EXCERPTED RECORDS:
====
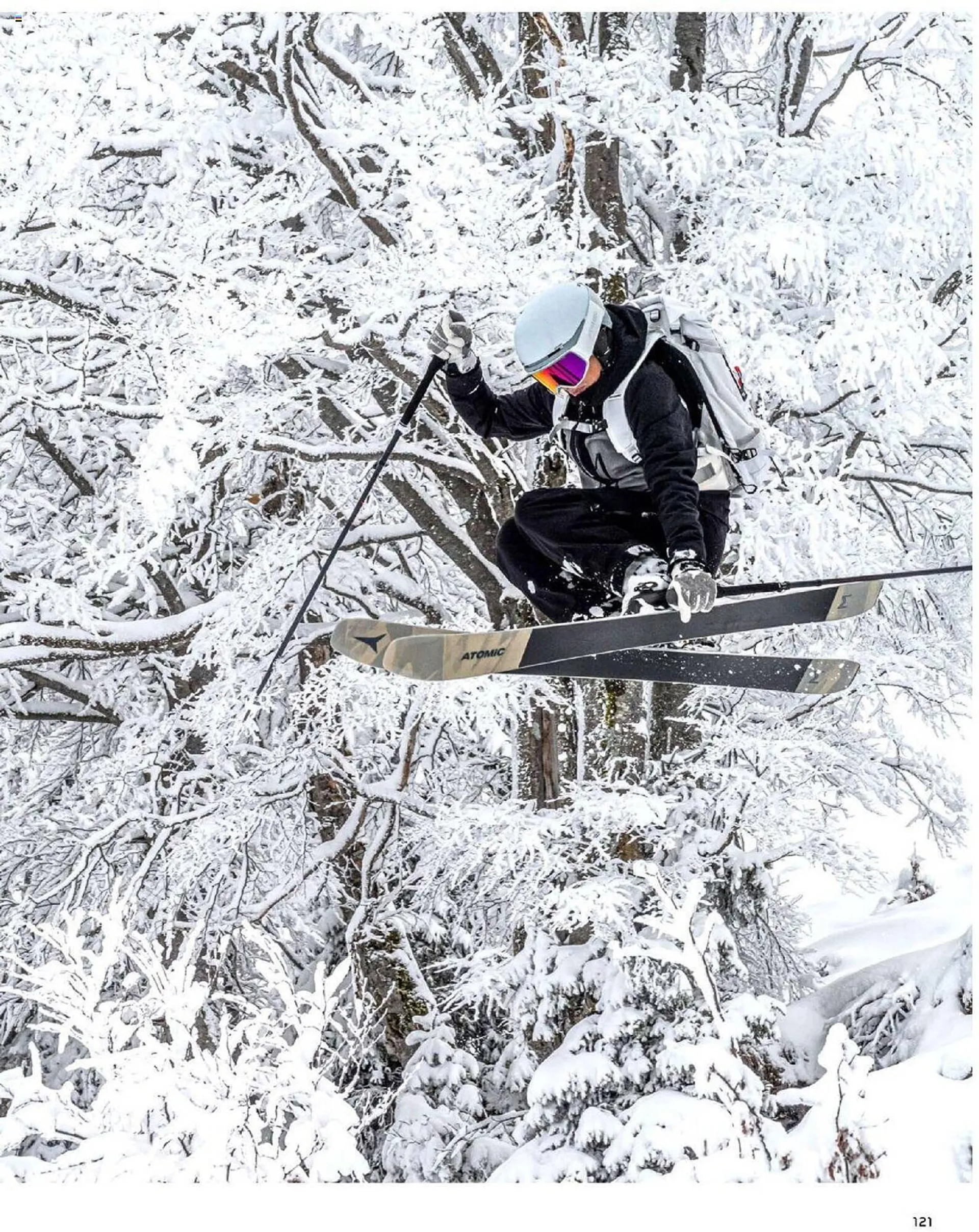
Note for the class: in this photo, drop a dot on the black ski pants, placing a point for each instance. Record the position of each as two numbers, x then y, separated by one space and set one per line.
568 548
====
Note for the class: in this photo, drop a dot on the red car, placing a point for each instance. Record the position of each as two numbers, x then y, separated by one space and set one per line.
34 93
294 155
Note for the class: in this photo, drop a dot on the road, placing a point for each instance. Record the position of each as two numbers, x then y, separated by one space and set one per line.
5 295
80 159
====
EXERCISE GOAL: How many lines in the data above contain the word "black"? Reply with the number alone.

RESPONSE FOR THIS EXERCISE: 1